[begin Document extract]

Expensive Rule of Law and Justice

The new government of Poland draws a lot of attention. Fort the first time since 1989 one party gained majority in the Polish parliament and along with its potential allies is close to reaching constitutional majority. Eight years in opposition radicalized Law and Justice (PiS) and increased its determination. A mask of friendliness worn during the campaign was thrown away much quicker than it had been anticipated. Government consists of hard core conservatists with a very strong position, making Prime Minister Beata Szydło a weak figure. The leader of PiS Jarosław Kaczyński made this extra clear by humiliating her before the appointment so that everybody knows where the source of power is.

At the same time, the heads of economic departments are people known for their liberal views (at least as far as economy is concerned): Mateusz Morawiecki (former CEO of a major bank in Poland) and Paweł Szałamacha. This is at odds with PiS economic and social program which is much more etatist in nature. Let’s not forget that the driving force of PiS is the fear of the ‘other’ which translates into promotion of nationalistic values. But being Polish is not good enough – a guarantee for the success according to the newly appointed government is state ownership. How this general point of view is aligned with the economic liberals remains unclear. Nevertheless, if the past may offer us any hints, the actual actions shall be liberal while rhetoric remains nationalistic.

Yet, the promises PiS has made are unsustainable and the party keeps claiming that they intend to keep them. As Ryszard Petru – the leader of the opposition party Nowoczesna has noticed – fulfilling them will make the state go bankrupt within first 100 days. Let’s see what is in store as far as the expenses are concerned (total spending of Polish budget amounts to PLN 350 billion).

  1. PLN 500 per child per month for everyone (cost: app. PLN 22-25 billion)

[end Document extract]
[begin Stored data]

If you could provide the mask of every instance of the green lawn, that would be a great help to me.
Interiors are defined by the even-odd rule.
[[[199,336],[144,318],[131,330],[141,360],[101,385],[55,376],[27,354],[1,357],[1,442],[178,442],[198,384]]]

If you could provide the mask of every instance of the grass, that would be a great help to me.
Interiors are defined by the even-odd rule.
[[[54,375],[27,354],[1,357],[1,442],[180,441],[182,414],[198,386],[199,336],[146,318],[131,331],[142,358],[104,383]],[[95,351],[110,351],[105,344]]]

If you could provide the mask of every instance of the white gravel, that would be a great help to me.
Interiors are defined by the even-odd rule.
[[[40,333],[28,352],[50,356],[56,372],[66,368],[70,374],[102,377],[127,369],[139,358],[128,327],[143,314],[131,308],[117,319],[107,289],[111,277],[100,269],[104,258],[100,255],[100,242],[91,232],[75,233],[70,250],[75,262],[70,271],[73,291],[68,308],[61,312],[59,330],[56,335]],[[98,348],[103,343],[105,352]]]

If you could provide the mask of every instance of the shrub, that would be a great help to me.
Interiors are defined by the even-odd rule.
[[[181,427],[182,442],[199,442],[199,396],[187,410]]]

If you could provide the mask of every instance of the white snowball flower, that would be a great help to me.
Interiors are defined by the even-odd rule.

[end Stored data]
[begin Stored data]

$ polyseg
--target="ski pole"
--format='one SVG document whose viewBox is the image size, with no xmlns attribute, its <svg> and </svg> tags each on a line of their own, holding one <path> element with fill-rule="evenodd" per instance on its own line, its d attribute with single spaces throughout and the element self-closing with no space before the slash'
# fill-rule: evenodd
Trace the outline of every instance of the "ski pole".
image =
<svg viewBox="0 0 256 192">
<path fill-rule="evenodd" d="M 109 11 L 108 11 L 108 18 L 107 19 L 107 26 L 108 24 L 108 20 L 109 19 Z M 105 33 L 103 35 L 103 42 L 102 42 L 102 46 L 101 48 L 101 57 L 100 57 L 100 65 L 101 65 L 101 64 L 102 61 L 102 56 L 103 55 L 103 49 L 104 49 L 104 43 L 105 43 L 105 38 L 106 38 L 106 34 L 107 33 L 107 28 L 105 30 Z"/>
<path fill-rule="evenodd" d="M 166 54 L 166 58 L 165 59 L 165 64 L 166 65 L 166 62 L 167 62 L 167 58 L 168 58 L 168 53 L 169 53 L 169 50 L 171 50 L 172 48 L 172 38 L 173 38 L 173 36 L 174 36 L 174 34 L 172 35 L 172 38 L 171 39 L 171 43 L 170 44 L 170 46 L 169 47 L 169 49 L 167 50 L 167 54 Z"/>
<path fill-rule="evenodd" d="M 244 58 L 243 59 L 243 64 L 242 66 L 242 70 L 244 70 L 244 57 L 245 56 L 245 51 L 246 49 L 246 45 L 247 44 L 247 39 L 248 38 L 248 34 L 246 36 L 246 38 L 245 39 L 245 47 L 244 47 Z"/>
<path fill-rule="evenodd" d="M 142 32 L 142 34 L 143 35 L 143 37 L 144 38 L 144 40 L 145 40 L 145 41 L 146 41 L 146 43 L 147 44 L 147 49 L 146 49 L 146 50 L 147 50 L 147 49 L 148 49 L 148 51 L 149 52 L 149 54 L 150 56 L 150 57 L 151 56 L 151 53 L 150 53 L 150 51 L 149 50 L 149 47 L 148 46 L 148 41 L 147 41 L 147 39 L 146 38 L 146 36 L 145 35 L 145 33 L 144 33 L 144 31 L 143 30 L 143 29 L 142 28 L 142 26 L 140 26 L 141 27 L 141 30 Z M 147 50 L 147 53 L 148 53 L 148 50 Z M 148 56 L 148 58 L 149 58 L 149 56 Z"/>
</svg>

[end Stored data]

■ Task list:
1 – Please summarize the article on Poland's new government in two sentences.
2 – Name every person mentioned in the article on Poland's new government.

■ Full answers:
1 – For the first time since 1989, one party, Law and Justice (PiS), has gained a majority in the Polish parliament, and its government of hard-core conservatives leaves Prime Minister Beata Szydło a weak figure beside party leader Jarosław Kaczyński. Although the economic departments are headed by people known for liberal views, the party's program is more etatist, and its promises are called unsustainable, with opposition leader Ryszard Petru saying they would bankrupt the state within the first 100 days.

2 –
Beata Szydło
Jarosław Kaczyński
Mateusz Morawiecki
Paweł Szałamacha
Ryszard Petru